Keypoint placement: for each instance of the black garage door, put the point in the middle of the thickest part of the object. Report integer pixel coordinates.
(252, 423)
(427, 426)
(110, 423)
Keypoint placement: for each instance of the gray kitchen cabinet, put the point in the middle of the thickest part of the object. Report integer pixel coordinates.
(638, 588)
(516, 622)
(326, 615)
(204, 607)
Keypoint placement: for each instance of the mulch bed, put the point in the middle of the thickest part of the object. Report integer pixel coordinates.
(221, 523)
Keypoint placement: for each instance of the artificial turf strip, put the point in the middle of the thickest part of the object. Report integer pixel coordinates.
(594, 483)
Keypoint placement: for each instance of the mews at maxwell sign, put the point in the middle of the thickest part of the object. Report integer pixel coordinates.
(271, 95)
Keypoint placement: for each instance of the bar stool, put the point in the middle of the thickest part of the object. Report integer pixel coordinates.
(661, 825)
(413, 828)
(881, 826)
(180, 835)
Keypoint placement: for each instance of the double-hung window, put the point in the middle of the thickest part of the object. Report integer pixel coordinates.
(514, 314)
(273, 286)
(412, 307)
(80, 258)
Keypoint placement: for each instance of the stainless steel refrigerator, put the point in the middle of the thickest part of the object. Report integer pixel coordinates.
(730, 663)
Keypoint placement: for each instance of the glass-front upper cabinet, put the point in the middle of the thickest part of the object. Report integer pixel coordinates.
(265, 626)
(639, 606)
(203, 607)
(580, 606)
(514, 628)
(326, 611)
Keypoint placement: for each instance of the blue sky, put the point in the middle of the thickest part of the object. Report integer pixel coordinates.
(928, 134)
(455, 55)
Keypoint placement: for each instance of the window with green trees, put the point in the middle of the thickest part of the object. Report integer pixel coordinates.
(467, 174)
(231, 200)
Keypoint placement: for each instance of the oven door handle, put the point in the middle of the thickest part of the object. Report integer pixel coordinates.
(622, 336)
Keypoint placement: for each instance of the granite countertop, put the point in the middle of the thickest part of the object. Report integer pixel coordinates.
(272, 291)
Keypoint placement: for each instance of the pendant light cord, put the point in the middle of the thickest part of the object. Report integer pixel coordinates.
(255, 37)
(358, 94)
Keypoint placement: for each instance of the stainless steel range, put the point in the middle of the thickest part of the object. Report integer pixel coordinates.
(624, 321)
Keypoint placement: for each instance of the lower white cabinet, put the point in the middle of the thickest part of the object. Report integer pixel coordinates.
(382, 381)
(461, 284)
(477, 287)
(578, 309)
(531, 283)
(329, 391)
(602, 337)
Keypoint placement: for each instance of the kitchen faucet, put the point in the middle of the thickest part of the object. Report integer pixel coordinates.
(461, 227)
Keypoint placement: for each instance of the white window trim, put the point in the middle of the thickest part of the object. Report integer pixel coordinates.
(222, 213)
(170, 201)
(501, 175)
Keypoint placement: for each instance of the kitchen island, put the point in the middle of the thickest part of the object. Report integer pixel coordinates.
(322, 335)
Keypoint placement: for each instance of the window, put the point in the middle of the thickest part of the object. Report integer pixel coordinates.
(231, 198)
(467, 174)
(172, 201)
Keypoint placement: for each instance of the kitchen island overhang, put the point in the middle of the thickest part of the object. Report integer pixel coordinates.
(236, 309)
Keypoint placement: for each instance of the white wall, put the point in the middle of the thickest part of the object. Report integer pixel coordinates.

--

◆ Brief
Nothing in the listing may be changed; retype it all exactly.

◆ Result of this exercise
Keypoint placement: for each instance of the black garage door, put the point in the middle of the thickest part of the object. Report integer pixel coordinates.
(252, 423)
(427, 426)
(110, 423)
Keypoint placement: for each instance of the gray kitchen cabinet, put the point in the middle of the thickest part of the object. Report integer pixel coordinates.
(638, 588)
(516, 622)
(326, 615)
(204, 607)
Keypoint placement: for each instance of the mulch bed, put the point in the middle of the thickest part of the object. Report integer pixel coordinates.
(221, 523)
Keypoint placement: for each instance of the artificial turf strip, put the point in the middle of the thickest part of the object. Report integer pixel coordinates.
(594, 483)
Keypoint placement: for each instance of the mews at maxwell sign, put the point in the middle of the thickest part of the object. Report integer pixel coordinates.
(271, 95)
Keypoint placement: for each instance of the bar stool, put the point in the middle of the thickest part of the object. Report integer pixel coordinates.
(661, 825)
(413, 828)
(881, 826)
(180, 835)
Keypoint placement: for each instance of the double-hung window, put the point in the middle of the thickest part of the object. Report integer pixel coordinates.
(514, 314)
(273, 286)
(412, 307)
(80, 258)
Keypoint placement: for each instance of the stainless steel refrigerator, put the point in the middle of the thickest part of the object. Report integer pixel coordinates.
(730, 663)
Keypoint placement: for each instance of the glass-front upper cabinet, put the point in the middle of the thickest part of the object. Report integer pixel coordinates.
(265, 626)
(639, 606)
(203, 607)
(580, 606)
(514, 628)
(326, 611)
Keypoint placement: for each instance of the blue sky, put the point in the middle of the thickest part of the object. Report integer pixel coordinates.
(928, 134)
(455, 55)
Keypoint placement: for each instance of the window with green trees, put the point in the middle of the thickest part of the object. Report integer pixel coordinates.
(467, 174)
(231, 200)
Keypoint placement: for each instance of the oven door handle, put the point in the middle of the thickest part of the object. Report integer pixel coordinates.
(622, 336)
Keypoint placement: for each instance of the granite countertop, put the point in the middle of the thickest part of the object. Report integer pixel coordinates.
(272, 291)
Keypoint placement: for each instance of the pendant light cord, put the point in the middle of the thickest part of the object. Report integer pixel coordinates.
(255, 37)
(358, 94)
Keypoint placement: for each instance of the stainless steel range, put the point in the middle of the thickest part of the object. Report integer pixel coordinates.
(624, 321)
Keypoint placement: for each instance of the lower white cabinet, put the point in the middle of the thickest part of the object. Report integer pixel coordinates.
(382, 381)
(461, 284)
(477, 287)
(578, 309)
(531, 283)
(329, 391)
(602, 337)
Keypoint placement: for each instance of the kitchen faucet, put the point in the middle of the thickest part of the object. Report integer pixel coordinates.
(461, 227)
Keypoint placement: for each instance of the white window trim, put the point in the middle of the thickest part of the object. Report integer pixel coordinates.
(222, 213)
(170, 201)
(501, 175)
Keypoint placement: for each instance of the kitchen island, put the point in the middle of the thickest part of the object. Report integer pixel coordinates.
(322, 335)
Keypoint placement: for each instance of the window, put the point in the middle of the thickest part of the object. Report integer pixel coordinates.
(231, 198)
(467, 174)
(172, 201)
Keypoint placement: for each instance of the kitchen island overhang, put the point in the middle of the thickest part of the object. Report integer pixel coordinates.
(236, 309)
Keypoint placement: for each instance of the white wall, put the point in the middle of the thickest part of the object. Report integer pixel coordinates.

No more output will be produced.